-- TASK INSTRUCTIONS --
When the line containing "One point for each instance of the ship's" is reached, begin reproducing lines exactly and continue through the last line of the records below.

Dataset entries
--- START ---
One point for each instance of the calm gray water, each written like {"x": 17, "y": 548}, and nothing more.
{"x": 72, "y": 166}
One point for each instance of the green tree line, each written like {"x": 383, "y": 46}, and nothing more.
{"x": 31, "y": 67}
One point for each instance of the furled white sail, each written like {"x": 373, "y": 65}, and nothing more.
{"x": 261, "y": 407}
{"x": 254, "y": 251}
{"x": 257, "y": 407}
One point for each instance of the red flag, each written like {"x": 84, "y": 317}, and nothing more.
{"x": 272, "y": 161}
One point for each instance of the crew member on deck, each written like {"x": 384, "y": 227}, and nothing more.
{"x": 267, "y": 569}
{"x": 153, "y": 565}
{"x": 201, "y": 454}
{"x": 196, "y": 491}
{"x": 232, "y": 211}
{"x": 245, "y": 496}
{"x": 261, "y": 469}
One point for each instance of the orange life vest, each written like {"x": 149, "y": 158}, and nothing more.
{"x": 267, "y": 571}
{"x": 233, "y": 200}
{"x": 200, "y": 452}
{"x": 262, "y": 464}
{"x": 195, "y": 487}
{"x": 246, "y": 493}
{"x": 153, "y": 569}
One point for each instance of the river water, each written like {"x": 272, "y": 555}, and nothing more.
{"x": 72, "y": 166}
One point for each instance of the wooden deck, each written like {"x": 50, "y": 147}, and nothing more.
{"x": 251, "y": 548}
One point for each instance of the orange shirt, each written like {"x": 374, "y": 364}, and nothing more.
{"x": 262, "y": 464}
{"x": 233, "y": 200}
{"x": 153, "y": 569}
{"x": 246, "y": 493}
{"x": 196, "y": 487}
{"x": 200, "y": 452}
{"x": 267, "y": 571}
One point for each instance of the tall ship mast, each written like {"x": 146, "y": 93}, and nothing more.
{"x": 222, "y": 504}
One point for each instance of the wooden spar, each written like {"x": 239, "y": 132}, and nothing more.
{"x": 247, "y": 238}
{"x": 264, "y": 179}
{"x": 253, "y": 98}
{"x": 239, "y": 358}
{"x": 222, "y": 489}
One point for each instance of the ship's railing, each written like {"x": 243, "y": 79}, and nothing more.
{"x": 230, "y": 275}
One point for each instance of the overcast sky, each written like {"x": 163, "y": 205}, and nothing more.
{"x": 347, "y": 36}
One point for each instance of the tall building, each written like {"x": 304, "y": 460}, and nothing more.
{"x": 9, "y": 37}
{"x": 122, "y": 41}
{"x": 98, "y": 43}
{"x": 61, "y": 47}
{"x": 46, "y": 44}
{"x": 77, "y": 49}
--- END ---
-- RESPONSE TO THIS TASK --
One point for each instance of the ship's railing, each written like {"x": 243, "y": 79}, and nothing more.
{"x": 230, "y": 275}
One point for each instance of the overcast sky, each written like {"x": 163, "y": 205}, and nothing more.
{"x": 347, "y": 36}
One point for each instance of the tall building, each written like {"x": 304, "y": 460}, and nothing more.
{"x": 9, "y": 37}
{"x": 122, "y": 41}
{"x": 98, "y": 43}
{"x": 61, "y": 47}
{"x": 46, "y": 44}
{"x": 77, "y": 49}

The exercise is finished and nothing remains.